WHAT IS NEEDED:
Output the entries that follow character for character. Leave every image out.

------ DATA SHOWN ------

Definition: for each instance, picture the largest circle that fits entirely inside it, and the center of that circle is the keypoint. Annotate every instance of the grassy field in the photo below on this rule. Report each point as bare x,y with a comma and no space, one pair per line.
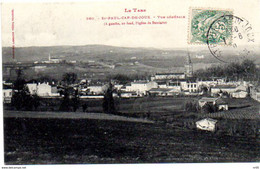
74,141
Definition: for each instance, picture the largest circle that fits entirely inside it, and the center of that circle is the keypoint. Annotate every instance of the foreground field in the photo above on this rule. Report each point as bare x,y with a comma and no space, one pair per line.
72,141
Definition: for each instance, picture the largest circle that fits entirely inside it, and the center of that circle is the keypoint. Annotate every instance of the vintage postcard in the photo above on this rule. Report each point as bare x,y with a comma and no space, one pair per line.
131,82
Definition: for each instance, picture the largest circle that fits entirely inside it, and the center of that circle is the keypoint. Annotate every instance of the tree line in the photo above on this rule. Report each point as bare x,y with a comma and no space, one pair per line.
22,99
246,70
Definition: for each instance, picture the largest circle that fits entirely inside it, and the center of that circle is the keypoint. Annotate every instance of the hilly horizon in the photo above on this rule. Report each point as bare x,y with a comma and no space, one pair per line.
83,53
114,54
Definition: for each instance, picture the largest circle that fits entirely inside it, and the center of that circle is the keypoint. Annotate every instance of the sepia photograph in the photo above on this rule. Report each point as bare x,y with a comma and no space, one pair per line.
131,82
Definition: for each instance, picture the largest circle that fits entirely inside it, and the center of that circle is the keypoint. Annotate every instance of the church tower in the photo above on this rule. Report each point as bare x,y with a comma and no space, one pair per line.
188,67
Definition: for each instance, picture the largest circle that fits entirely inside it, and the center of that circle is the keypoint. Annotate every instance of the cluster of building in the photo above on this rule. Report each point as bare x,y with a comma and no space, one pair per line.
160,84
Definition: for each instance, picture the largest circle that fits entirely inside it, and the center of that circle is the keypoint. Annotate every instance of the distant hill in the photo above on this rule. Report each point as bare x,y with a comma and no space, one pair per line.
106,53
94,52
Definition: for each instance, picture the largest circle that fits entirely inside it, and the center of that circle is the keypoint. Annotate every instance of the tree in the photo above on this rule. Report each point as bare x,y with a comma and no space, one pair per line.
75,101
65,103
69,78
21,97
108,102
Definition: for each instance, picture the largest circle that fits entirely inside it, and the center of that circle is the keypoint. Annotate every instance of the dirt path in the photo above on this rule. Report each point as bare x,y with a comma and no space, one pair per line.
72,115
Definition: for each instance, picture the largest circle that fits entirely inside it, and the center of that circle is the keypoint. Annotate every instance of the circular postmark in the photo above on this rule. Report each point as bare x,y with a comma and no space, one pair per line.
230,39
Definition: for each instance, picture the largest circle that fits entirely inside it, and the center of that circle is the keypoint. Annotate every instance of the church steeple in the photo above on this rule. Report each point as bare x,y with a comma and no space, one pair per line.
188,66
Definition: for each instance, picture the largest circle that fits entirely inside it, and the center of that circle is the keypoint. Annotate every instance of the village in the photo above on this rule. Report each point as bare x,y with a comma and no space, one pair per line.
159,84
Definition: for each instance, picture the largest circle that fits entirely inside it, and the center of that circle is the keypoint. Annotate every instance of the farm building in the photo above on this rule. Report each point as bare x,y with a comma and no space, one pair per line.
211,100
207,124
163,92
223,88
169,76
7,95
255,93
128,94
239,94
141,87
42,89
221,104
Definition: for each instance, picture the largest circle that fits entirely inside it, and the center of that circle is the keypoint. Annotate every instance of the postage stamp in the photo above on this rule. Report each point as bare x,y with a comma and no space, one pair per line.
236,38
202,19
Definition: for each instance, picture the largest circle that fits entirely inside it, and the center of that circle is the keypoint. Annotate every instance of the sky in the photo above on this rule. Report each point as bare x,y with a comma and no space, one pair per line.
65,23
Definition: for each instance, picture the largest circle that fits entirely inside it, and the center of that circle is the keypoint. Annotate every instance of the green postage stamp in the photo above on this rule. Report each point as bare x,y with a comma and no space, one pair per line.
217,22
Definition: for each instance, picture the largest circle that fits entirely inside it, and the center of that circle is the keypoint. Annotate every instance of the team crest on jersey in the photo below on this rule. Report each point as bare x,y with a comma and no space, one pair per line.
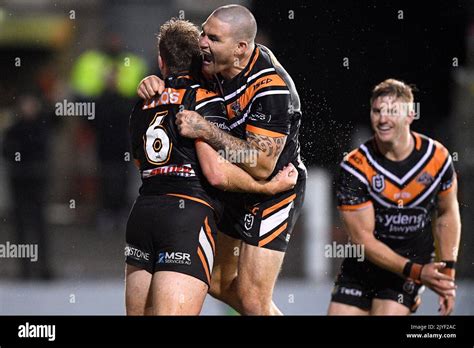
248,220
425,179
235,106
378,183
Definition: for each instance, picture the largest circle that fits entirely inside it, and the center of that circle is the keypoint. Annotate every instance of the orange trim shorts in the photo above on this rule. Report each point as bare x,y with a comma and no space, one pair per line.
171,233
263,221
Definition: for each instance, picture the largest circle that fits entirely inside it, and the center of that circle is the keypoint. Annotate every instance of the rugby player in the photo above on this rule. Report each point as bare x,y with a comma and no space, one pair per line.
171,229
387,192
264,115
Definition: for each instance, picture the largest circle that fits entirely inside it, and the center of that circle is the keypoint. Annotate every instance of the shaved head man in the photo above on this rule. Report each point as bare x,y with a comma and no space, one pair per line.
263,118
227,40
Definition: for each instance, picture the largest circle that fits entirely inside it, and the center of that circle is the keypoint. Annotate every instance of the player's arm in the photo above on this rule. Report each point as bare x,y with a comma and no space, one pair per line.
447,232
228,177
266,149
149,86
447,227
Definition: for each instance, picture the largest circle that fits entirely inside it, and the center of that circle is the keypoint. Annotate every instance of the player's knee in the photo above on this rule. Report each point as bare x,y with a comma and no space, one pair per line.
222,288
215,288
254,301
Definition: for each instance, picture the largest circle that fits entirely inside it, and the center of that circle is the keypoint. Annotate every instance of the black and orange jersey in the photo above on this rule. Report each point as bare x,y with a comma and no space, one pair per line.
262,99
168,162
403,193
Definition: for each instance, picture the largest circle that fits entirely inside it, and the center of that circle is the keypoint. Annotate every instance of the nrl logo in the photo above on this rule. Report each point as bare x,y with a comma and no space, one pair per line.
378,183
248,221
425,179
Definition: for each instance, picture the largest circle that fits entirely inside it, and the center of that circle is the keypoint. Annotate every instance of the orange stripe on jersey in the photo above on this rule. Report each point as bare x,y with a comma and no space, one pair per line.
257,53
273,80
273,235
442,193
414,188
202,93
355,206
204,265
262,131
251,90
278,205
190,198
168,97
209,234
418,141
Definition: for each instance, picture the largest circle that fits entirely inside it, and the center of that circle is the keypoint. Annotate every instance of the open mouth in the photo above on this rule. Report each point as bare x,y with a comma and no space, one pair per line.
207,58
384,128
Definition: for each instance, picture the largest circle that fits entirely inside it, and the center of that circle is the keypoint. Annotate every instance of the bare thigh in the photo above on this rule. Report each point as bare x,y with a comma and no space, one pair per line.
177,294
137,290
388,307
336,308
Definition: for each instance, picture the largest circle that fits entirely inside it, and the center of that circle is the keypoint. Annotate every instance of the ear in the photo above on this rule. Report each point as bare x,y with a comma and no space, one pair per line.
241,48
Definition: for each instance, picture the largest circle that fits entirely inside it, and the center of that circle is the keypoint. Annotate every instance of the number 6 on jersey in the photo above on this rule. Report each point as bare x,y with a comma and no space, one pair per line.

------

ANSWER SECTION:
Definition: for each instance, picture the largest circle that fits entirely inside it, and the center of that circle is the keypoint. Annotate every instance of the grassy field in the photo below on this rule. Report each point as bare x,y with a comma and no space, one pair per line.
74,141
Definition: for each instance, picture the largest circle that fits entirely inside it, and the center of that circle is the keypoint. Annotate every instance of the foreground field in the photo above on this rule. Report each point as bare x,y with a comma and no space, one pair per line.
72,141
Definition: for each instance, picture the largest circle that fits entirely inside it, and the center of that circle is the keypoint. Annotate every instance of the vintage postcard in the photo above on this rule. Report each point as bare x,y with a comma and no space, one pair per line.
131,82
Definition: for each instance, picture the largest circle that fits entirely inside it, and the center of that circle is the keypoint. Annotate every instance of the tree line in the photo above on this rule. Report each point as bare x,y with a comma and no space, one pair per line.
22,99
246,70
Definition: for each instance, picture the largest circle that fits entirely inside it, and the center of that circle is the keypoint. Annotate every instance of the hilly horizon in the photo above on this rule. Report each point as bare x,y with a comma and no space, one pair per line.
83,53
114,54
Definition: for each instance, picture the largest circle that fits entirely inside it, and the center of that circle is the keypoint. Annotate every instance of the sepia photograph in the photo above on this rule. Report each point as bare x,y with a comma and no space, one pair per line.
131,82
Definition: for each instance, picture the largest circle that fits entirely inside it, and the center of that circle is the keypoint. Annotate every instance of the church tower in the photo above on this rule. Report each point as bare x,y with a comma and no space, one pair per line.
188,67
Definition: for each instance, picture the largest circle that fits entirely inside it, and the center of that circle is the keypoint. Annotate every instance of the cluster of building in the photo above on this rule. Report each point as bare x,y with a comma and no space, one pair per line.
160,84
Definition: for each instance, picture the largest circle that fits entirely inside it, and the center of that circle is the keypoint. Annotate every instance of the distant hill in the photo above on this rule. Report each point as bare x,y with a comma and no space, one pair per line.
106,53
94,52
Definition: for each instance, picture the largest circle that fits entirely inside it, and the center of that circle is the keypoint. Annotate every instance of the tree in the photo above on this rule. Report each point as bare x,y with a comma and no space, one pair per line.
75,101
65,103
69,78
21,97
108,102
Definition: for each instance, picture the largest circle that fits entirely inside it, and the center of that circle is the keypoint. Annotate every instance of the dirt path in the photo above on this rule. Report each point as bare x,y with a comma and no space, one pair per line.
72,115
Definition: for each instance, picture the largest circle that fits entirely inside it, and the center of that circle is the keypoint. Annotate every instance of the circular postmark in the photo above on this rule. Report each point as bare x,y with a comma and no space, one pair per line.
230,39
Definition: for each instance, picture the largest circle that fits entirely inside it, and the center of that circle is the keypoint. Annotate every instance of the church steeple in the photo above on this rule. Report each point as bare x,y with a comma and no space, one pair per line.
188,66
Definition: for each instance, picture the largest circle that fits entirely inside it, and the center of that circle is the keypoint. Annotate every instance of the village in the photo above on this rule. Report each point as bare x,y with a comma and no space, one pair per line.
159,84
Definition: for each instance, picture the largest circle that fits entirely inside it, and the center of that circle is the keypoint. Annotate every instance of the farm building in the photo above on this rule. Report each point as bare x,y with a comma and no space, one pair per line.
211,100
207,124
163,92
223,88
169,76
7,95
255,93
128,94
239,94
141,87
42,89
221,104
Definition: for each instance, picture the largest circle that fits entirely inside it, and the center of that circle is the keypoint. Annotate every instance of the postage stamp in the photo above on this rule. Report each point as bare x,y with a comma and no space, one pair per line.
236,38
202,19
Definition: for each instance, picture the largest circle that fits entirely inside it, and the center of that circle is the keypoint. Annotate every instance of the sky in the photo above on this rule. Report each point as bare x,y with a comma and no space, one pair per line.
65,23
Definition: for each instance, picture the largest circle that fits entirely inside it, and the center of that circle is the keypoint. Annotate every instance of the green postage stamp in the photo above on this rule. Report each point as bare x,y with a comma and no space, one pair per line.
217,22
Definition: for each instance, picture the largest circle that fits entirely inside it, and the center of that circle is the keypoint. Annotate every instance of the team crest on jersey in the photo below on this rule. Report each point as bare x,y with a comma and no space, one pair per line.
248,220
425,179
235,106
378,183
Definition: for each instance, picture the largest circle that fits entirely inside it, and the center of that circle is the keypoint. Annotate every instance of the orange trim shorts in the photo above on this rule. Report each point as bare x,y with a comma and no space, one pair per line.
171,233
263,221
Definition: for each instance, picture the largest circle that fits entirely inside it, and the center of that circle is the keypoint. Annotate every instance of the rugby player in the photo above on this rule. Report each point as bare x,y with a comma and no space, one pair per line.
171,229
387,192
264,115
Definition: for each instance, picture the largest circle that fits entirely inside it, and the center of that circle is the keypoint. Annotate every instance of the shaved head man in the photo above on this rule. Report each point as bare x,y with a comma and no space, one pair per line.
263,118
227,40
Definition: for each instance, picture the largest circle that fits entirely inside it, and the center of that circle is the keypoint. Annotate every instance of the player's arm in the photo above on this rule. Report each point as bare x,y with a comma and no space, one pair per line.
447,232
228,177
266,149
149,86
447,227
Definition: for each instance, picture the largest circle that fits entirely inside it, and the center of that circle is the keypoint. Annotate every instance of the player's knee in the photo above on this rule. Report each point as bare x,y with a comma and no space, one pair per line.
222,288
215,288
254,301
Definition: for each instance, picture the largest circle that fits entirely inside it, and the center of that circle is the keypoint. Annotate every instance of the black and orange jersey in the photo above on this rule. Report each point as bare x,y with a comma and no space, one pair per line.
262,99
168,162
403,193
Definition: for each instance, picture the largest circle that fits entirely inside it, and the center of that circle is the keypoint. Annotate every instance of the nrl logo in the photo above on this rule. Report each point as bare x,y with a comma and no space, one pair per line.
378,183
248,221
425,179
Definition: for each instance, picture the largest circle that fits entirely inside it, and the center of that circle is the keypoint. Annotate every instance of the orange stripe on jersey in the photo above on this rule. Report each point as bare x,y with a comma and no space, one pair per line.
257,53
273,80
273,235
442,193
414,188
202,93
355,206
204,265
262,131
251,90
278,205
190,198
168,97
209,234
418,141
Definition: for each instance, picture the largest circle that fits entirely inside it, and the center of that circle is the keypoint. Annotate every instance of the open mouth in the photo above on this rule. Report each point as bare x,y with a comma and no space, one pair per line.
207,58
384,128
Definition: for each instance, picture the largest circle that fits entirely inside it, and the center of that circle is the keypoint. Annotate every instance of the bare thigh in the photo above on this rule. Report each point as bare x,y with a comma and no space, one pair per line.
177,294
137,290
388,307
336,308
Definition: for each instance, picture the largest circle that fits entirely inside it, and the center of that circle is the keypoint. Annotate every instance of the ear in the photo above on this rule. Report each point as bare x,y with a comma and no space, one pair per line.
241,48
Definition: for each instance, picture the largest circle that fits entirely inside it, and the center of that circle is the keypoint. Annotate every instance of the number 6 on jersey in the photo above on this rule. Report each point as bare x,y with a comma and no space, one pair per line.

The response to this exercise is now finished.